▸ ITEMS
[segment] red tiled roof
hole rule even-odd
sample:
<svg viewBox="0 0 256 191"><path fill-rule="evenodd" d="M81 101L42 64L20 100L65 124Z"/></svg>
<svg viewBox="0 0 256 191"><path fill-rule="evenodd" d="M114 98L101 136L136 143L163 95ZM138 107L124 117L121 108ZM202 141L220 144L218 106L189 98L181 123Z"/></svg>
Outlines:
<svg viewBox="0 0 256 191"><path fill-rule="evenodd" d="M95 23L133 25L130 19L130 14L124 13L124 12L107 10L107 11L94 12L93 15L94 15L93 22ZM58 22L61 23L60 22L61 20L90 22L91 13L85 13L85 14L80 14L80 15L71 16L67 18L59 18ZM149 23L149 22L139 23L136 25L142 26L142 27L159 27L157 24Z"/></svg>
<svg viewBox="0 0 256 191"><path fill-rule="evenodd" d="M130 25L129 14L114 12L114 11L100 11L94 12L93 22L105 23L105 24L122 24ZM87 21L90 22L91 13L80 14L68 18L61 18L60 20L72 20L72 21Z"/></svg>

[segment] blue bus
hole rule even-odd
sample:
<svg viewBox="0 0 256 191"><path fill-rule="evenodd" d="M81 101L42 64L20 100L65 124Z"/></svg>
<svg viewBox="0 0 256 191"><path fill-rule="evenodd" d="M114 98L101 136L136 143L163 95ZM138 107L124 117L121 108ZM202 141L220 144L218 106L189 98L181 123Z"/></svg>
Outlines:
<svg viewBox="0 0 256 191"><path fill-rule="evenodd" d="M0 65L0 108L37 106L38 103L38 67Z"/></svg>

▸ WORK INSTRUCTIONS
Rewrite the lines above, changing every "Outlines" to "Polygons" and keeping everything else the same.

▸ TASK RESULT
[segment] red tiled roof
hole rule even-odd
sample:
<svg viewBox="0 0 256 191"><path fill-rule="evenodd" d="M81 101L42 64L20 100L65 124Z"/></svg>
<svg viewBox="0 0 256 191"><path fill-rule="evenodd" d="M114 98L101 136L136 143L163 95ZM138 107L124 117L121 108ZM202 141L220 144L218 106L189 98L181 123Z"/></svg>
Polygons:
<svg viewBox="0 0 256 191"><path fill-rule="evenodd" d="M95 23L133 25L130 19L130 14L124 13L124 12L107 10L107 11L94 12L93 15L94 15L93 22ZM58 22L61 23L60 22L61 20L90 22L91 13L85 13L85 14L80 14L80 15L71 16L67 18L59 18ZM149 23L149 22L139 23L136 25L142 26L142 27L159 27L157 24Z"/></svg>
<svg viewBox="0 0 256 191"><path fill-rule="evenodd" d="M130 25L129 14L114 12L114 11L100 11L94 12L93 22L105 23L105 24L122 24ZM87 21L90 22L91 13L80 14L68 18L61 18L60 20L72 20L72 21Z"/></svg>

[segment] blue bus
hole rule even-odd
sample:
<svg viewBox="0 0 256 191"><path fill-rule="evenodd" d="M81 101L42 64L20 100L65 124Z"/></svg>
<svg viewBox="0 0 256 191"><path fill-rule="evenodd" d="M114 98L101 136L136 143L163 95ZM138 107L124 117L121 108ZM202 141L220 144L218 106L189 98L181 123Z"/></svg>
Polygons:
<svg viewBox="0 0 256 191"><path fill-rule="evenodd" d="M0 65L0 108L37 106L38 103L38 67Z"/></svg>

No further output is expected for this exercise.